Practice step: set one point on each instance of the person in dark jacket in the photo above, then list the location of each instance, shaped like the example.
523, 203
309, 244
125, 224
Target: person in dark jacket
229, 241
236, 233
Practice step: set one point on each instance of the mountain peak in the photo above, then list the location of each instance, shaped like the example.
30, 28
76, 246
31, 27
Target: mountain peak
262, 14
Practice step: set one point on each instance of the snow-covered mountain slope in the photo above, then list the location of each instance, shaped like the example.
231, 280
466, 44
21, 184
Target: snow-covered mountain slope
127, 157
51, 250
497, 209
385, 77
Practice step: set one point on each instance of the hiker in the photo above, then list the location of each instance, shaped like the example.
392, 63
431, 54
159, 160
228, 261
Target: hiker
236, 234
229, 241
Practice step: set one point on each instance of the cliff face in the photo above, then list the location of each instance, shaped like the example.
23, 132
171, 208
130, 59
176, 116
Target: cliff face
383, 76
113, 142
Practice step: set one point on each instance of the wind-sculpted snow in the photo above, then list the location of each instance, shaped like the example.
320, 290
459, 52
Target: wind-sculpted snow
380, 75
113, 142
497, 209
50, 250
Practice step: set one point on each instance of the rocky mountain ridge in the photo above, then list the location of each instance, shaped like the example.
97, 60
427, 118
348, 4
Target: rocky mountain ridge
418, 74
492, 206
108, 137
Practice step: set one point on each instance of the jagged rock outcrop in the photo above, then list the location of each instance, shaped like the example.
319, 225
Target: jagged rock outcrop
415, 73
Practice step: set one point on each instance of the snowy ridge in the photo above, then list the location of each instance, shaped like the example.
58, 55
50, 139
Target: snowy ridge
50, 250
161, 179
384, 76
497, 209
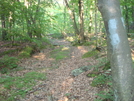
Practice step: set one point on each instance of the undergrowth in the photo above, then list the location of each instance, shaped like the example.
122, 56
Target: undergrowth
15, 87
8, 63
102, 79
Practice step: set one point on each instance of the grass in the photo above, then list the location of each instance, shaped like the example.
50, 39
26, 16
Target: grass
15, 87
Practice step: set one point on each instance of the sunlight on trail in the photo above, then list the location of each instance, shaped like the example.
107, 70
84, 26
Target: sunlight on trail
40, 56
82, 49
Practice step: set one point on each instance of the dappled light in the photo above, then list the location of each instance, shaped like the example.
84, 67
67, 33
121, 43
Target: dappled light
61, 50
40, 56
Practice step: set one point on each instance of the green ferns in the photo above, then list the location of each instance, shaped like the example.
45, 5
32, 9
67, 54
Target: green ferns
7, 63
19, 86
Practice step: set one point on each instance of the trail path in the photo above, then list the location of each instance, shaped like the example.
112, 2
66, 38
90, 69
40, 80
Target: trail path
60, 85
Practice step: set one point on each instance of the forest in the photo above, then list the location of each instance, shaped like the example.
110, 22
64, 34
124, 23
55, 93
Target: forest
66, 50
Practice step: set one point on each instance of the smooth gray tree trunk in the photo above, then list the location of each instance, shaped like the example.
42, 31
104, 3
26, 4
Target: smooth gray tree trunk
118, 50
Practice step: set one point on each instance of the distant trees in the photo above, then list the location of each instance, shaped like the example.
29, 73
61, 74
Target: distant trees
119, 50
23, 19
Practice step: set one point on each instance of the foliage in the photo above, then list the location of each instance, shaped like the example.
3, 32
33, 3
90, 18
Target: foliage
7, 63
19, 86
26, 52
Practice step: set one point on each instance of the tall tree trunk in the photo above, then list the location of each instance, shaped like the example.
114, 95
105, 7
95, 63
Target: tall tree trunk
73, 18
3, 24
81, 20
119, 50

---

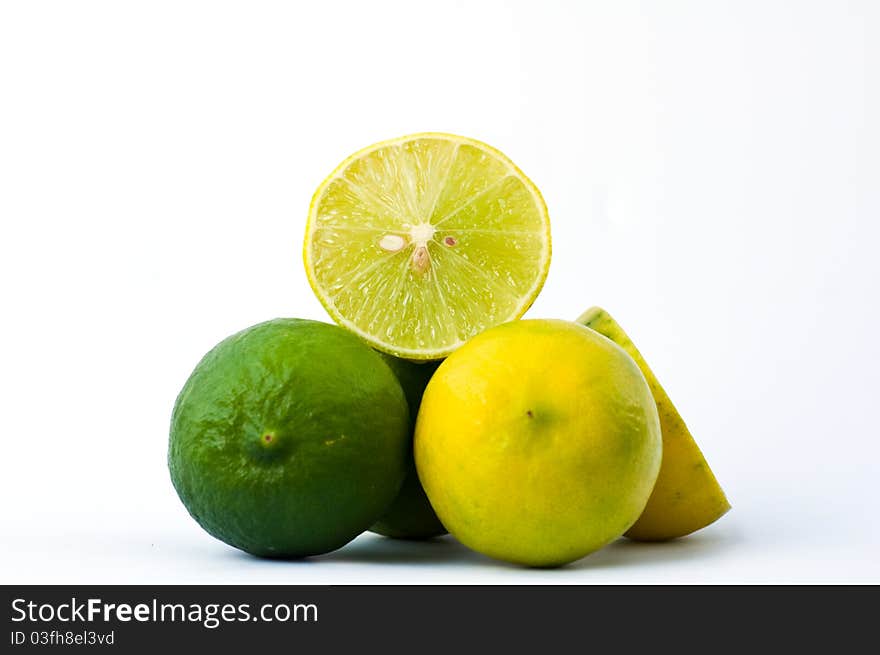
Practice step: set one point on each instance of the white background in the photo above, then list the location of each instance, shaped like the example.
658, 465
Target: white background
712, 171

--

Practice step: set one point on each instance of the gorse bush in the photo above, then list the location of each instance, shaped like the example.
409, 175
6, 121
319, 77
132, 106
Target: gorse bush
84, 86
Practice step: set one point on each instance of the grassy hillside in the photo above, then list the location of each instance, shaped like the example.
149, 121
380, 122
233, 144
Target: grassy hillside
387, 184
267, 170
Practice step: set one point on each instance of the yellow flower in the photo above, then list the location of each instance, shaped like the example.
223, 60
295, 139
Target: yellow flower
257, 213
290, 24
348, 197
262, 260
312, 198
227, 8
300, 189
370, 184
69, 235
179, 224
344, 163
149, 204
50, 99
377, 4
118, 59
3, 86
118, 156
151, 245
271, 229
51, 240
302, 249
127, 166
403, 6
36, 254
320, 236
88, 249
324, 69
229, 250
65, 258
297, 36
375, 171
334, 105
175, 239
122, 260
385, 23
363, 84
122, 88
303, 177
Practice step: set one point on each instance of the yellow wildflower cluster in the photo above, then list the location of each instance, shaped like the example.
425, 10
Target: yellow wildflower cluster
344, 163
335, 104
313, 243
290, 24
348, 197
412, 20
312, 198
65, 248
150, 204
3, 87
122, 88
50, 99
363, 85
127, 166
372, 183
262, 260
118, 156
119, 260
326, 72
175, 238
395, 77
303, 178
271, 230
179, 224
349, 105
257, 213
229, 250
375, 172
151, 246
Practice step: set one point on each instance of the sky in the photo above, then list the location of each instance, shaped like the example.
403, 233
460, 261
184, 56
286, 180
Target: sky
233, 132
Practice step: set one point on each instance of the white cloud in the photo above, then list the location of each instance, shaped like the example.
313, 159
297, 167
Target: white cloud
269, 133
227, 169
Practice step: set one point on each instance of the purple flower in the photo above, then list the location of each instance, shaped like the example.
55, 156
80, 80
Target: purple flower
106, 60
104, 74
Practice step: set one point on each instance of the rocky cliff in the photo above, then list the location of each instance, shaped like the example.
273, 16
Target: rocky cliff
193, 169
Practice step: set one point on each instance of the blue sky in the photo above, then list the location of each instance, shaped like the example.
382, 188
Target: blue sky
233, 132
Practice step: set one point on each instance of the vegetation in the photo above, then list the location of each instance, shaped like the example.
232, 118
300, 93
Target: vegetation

> [WRITTEN INSTRUCTION]: Count the lines in the three blocks above that contain the string "covered", and give only that number.

> [ANSWER TO THIS TASK]: 2